▶ [Bacaan]
____________

Reporter: Sabrina Rhamadanty | Editor: Handoyo
KONTAN.CO.ID - JAKARTA. Dewan Penasihat Pertambangan Asosiasi Penambang Nikel Indonesia (APNI), Djoko Widajatno mengungkap hingga semester satu tahun ini terdapat empat smelter China yang berinvestasi di Indonesia yang melakukan penghentian produksi.
Salah satu di antaranya bahkan telah melakukan Pemutusan Hubungan Kerja (PHK) atau merumahkan sebagian pekerjanya.
"Setidaknya ada empat smelter besar di Indonesia yang melakukan penghentian sebagian atau total lini produksi, kemudian ada yang dirumahkan juga (pekerjanya)," ungkap Djoko kepada Kontan, Selasa (29/07).
Baca Juga: Indonesia Ingin CPO Hingga Nikel Bebas Tarif dari Amerika Serikat
Berikut ada daftar 4 smelter nikel China di Indonesia yang melakukan penghentian sebagian atau total produksi mereka:
1. PT Gunbuster Nickel Industry (GNI)
Menurut APNI, lebih dari 15 dari 20 lini produksinya dihentikan sejak awal 2024 .
"APNI mencatat total ada 28 lini yang terdampak, dengan 25 lini milik GNI," ungkap Djoko.
2. PT Indonesia Tsingshan Stainless Steel (ITSS)

____________

▶ [Bahan]
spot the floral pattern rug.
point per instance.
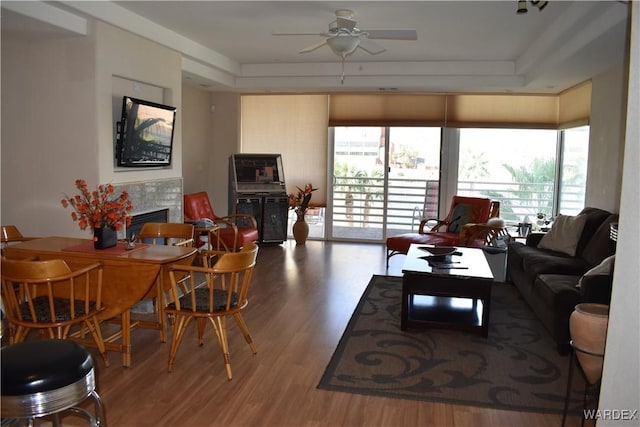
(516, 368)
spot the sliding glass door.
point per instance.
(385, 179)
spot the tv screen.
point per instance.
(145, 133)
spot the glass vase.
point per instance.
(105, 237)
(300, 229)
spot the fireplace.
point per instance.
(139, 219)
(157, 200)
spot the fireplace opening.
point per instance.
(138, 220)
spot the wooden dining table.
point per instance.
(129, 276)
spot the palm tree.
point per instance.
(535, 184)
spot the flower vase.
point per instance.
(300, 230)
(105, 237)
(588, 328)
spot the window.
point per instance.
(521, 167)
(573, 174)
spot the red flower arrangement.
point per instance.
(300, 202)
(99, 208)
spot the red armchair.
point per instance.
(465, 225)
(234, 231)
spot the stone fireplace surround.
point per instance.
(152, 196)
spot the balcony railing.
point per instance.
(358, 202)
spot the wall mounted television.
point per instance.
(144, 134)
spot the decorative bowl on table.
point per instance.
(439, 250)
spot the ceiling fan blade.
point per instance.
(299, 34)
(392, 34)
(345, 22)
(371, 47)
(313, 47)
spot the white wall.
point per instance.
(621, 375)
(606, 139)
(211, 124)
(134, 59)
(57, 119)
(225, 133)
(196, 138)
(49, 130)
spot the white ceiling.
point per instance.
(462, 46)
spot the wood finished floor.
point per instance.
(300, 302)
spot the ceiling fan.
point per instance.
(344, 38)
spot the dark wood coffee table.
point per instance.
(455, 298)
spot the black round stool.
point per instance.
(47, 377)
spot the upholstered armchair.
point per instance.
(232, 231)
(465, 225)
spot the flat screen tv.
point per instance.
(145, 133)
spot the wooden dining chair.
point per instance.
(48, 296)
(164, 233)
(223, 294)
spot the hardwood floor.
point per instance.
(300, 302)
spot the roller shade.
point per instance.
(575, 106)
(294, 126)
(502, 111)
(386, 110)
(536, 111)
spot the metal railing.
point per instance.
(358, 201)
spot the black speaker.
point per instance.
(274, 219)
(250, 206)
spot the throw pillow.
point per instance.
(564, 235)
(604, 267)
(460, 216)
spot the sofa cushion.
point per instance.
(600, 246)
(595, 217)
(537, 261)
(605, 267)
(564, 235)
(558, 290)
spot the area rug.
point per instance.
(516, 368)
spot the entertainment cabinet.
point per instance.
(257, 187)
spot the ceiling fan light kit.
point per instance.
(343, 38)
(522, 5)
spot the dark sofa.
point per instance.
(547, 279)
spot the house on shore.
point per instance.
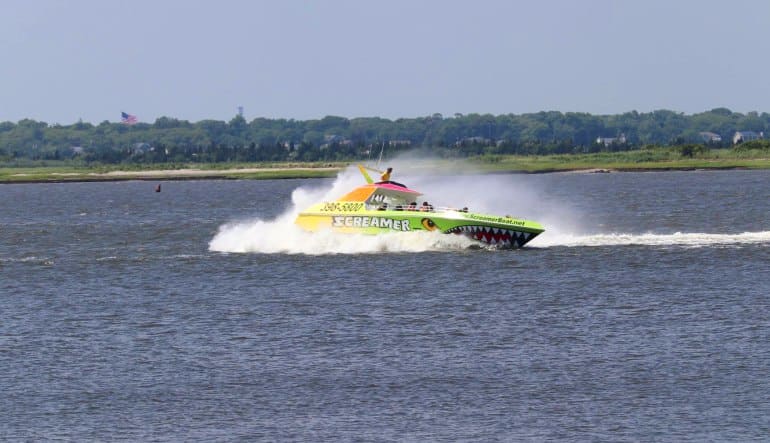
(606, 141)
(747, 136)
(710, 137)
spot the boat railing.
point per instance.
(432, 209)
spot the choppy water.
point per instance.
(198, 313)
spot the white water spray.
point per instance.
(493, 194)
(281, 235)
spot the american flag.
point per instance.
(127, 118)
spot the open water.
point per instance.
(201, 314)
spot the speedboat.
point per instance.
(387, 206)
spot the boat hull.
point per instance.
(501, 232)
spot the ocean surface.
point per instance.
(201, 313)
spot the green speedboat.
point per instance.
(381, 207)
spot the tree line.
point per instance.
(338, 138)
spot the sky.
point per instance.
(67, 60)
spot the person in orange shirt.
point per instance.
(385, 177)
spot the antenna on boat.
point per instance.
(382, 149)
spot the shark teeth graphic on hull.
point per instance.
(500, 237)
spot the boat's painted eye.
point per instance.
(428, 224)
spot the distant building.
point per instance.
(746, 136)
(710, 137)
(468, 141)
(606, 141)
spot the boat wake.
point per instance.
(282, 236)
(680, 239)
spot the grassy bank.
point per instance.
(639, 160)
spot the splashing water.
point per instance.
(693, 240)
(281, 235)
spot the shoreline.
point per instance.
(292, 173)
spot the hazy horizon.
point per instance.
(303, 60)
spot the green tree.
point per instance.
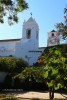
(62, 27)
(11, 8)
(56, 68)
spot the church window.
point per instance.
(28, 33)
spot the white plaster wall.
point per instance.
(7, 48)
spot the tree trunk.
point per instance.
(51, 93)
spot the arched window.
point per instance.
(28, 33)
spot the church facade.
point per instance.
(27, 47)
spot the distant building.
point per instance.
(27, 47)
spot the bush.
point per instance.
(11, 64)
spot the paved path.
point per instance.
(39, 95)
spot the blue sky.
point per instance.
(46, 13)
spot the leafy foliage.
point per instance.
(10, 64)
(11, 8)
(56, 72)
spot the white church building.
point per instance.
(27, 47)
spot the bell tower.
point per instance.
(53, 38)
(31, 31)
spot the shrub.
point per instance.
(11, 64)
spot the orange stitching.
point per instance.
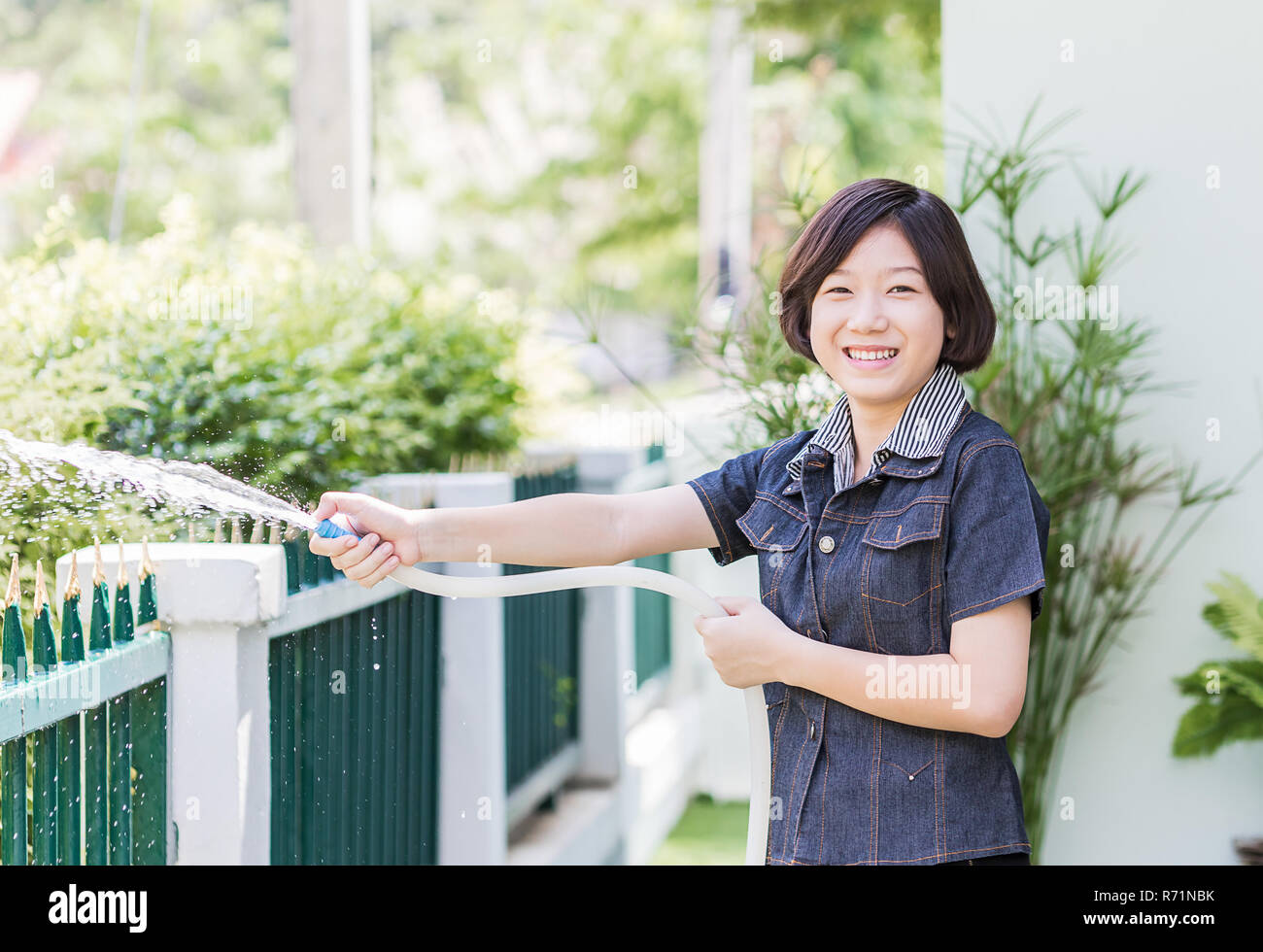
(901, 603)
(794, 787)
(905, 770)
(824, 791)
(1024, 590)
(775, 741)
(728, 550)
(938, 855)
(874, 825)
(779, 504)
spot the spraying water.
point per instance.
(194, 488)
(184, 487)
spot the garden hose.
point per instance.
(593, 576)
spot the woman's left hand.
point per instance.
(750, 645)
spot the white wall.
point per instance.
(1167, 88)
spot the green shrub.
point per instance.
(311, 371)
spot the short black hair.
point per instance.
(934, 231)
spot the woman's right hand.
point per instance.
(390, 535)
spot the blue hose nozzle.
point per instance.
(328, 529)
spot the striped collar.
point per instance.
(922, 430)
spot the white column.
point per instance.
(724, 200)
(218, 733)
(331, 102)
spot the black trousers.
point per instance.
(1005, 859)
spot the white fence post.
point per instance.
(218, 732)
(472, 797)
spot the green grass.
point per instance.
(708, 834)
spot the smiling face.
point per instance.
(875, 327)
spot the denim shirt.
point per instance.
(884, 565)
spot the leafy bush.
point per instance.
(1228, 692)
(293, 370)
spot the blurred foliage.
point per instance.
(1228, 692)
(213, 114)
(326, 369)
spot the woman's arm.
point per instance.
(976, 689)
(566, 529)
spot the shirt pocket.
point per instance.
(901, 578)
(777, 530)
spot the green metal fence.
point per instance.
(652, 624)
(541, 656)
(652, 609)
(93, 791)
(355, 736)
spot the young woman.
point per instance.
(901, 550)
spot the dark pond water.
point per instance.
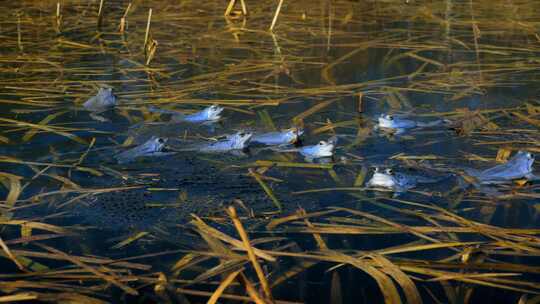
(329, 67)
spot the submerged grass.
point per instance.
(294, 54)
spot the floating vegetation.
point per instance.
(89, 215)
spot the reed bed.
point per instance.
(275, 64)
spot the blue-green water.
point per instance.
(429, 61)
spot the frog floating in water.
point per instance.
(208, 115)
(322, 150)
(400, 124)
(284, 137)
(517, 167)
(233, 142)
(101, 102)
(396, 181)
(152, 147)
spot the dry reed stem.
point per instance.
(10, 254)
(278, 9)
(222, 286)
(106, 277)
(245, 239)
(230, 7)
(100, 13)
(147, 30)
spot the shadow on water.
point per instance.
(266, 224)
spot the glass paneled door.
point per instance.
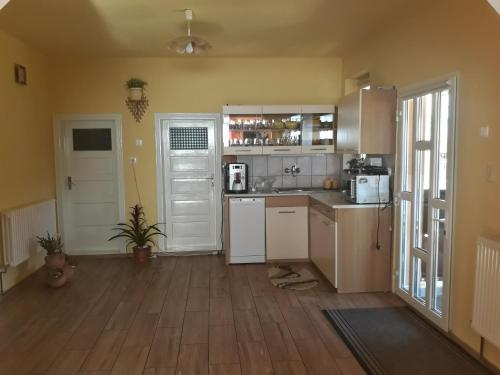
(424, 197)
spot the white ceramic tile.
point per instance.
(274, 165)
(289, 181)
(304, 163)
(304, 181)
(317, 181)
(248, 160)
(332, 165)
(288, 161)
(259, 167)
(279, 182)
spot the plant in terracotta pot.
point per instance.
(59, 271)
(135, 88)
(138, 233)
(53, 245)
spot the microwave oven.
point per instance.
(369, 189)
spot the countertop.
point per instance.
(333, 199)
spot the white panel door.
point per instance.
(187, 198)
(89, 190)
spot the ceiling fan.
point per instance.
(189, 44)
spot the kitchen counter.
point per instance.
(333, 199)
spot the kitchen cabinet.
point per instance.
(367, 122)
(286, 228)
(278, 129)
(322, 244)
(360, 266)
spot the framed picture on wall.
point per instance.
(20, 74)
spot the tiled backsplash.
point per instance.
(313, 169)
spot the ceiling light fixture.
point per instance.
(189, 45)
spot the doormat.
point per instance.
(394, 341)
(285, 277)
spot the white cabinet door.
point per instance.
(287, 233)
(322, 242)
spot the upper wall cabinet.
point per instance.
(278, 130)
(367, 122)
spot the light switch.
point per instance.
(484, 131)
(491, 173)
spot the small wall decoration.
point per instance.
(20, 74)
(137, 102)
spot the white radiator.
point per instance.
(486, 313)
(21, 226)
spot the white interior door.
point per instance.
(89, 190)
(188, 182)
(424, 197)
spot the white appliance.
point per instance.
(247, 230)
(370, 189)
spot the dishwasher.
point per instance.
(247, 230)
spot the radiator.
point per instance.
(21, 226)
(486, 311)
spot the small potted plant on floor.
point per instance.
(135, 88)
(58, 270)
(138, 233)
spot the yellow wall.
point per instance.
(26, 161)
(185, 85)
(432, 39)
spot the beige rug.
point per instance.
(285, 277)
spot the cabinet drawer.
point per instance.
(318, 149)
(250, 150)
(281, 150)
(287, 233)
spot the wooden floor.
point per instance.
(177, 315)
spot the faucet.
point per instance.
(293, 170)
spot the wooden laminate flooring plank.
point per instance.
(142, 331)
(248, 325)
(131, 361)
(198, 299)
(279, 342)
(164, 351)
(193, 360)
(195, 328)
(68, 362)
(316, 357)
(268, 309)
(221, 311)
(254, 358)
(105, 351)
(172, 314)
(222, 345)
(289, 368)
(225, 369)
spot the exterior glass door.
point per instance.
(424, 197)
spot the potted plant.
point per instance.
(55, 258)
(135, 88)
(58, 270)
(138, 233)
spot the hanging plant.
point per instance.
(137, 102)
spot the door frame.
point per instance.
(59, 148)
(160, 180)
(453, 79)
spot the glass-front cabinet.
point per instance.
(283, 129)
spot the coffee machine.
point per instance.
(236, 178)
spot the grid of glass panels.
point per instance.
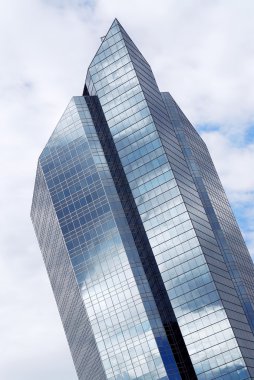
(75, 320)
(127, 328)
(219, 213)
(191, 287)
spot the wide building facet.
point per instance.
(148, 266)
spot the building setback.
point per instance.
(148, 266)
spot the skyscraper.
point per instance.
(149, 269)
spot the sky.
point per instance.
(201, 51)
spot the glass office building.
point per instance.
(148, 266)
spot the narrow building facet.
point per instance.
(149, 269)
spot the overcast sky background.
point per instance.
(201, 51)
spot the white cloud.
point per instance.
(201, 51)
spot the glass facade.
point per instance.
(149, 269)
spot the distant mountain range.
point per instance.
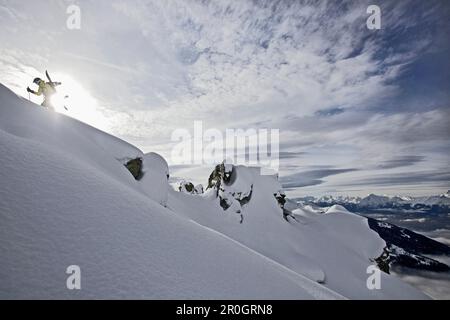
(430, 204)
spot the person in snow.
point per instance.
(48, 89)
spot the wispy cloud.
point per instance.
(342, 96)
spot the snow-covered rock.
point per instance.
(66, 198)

____________

▶ [Petunjuk]
A – Kutip ulang baris-baris data dari baris yang memuat "spot the hanging plant." sampai akhir data, tanpa menyertakan gambar.
B – Teruskan bacaan tentang smelter nikel China yang menghentikan produksi, mulai dari bagian terakhir yang tertulis.

▶ [Kunci Jawaban]
A –
spot the hanging plant.
point per instance.
(137, 102)
spot the door frame.
point per instance.
(59, 148)
(160, 180)
(453, 79)
spot the glass-front cabinet.
point per instance.
(283, 129)
spot the coffee machine.
point per instance.
(236, 178)
spot the grid of glass panels.
point per instance.
(75, 320)
(127, 328)
(219, 213)
(191, 287)
spot the wide building facet.
point per instance.
(148, 266)
spot the building setback.
point per instance.
(148, 266)
spot the skyscraper.
point per instance.
(149, 269)
spot the sky.
point per instance.
(201, 51)
spot the glass office building.
point per instance.
(148, 266)
spot the narrow building facet.
point per instance.
(149, 269)
spot the overcast sky background.
point per instance.
(201, 51)
spot the white cloud.
point per instance.
(201, 51)
spot the glass facade.
point per instance.
(149, 269)
spot the distant mountain range.
point per instance.
(430, 204)
spot the person in snow.
point per instance.
(48, 89)
spot the wispy cloud.
point per instance.
(342, 96)
spot the snow-covered rock.
point per instance.
(66, 198)

B –
Menurut APNI, ITSS telah menghentikan beberapa lini baja nirkarat dan jalur cold rolling atau jalur rol pada suhu di bawah titik rekristalisasi logam untuk memproses baja tahan karat mereka sejak Mei 2025.
3. PT Virtue Dragon Nickel Industry (VDNI) di Konawe
"Mengurangi kapasitas produksi, meski datanya tidak menyebutkan jumlah lini spesifik," kata Djoko.
4. PT Huadi Nickel Alloy Indonesia (HNAI)
Berdasarkan data APNI, HNAI telah mengurangi kapasitas agregat dan menghentikan operasional sementara sejak 15 Juli 2025.
Lebih detail, Djoko menyebut, HNAI telai merumahkan pekerja di smelter mereka sejak 1 Juli 2025.
"Dimulai (dirumahkan) sejak 1 Juli 2025, 350 pekerja dirumahkan tanpa surat resmi dan sisanya mendapatkan memo sejak 15 Juli 2025," jelas Djoko.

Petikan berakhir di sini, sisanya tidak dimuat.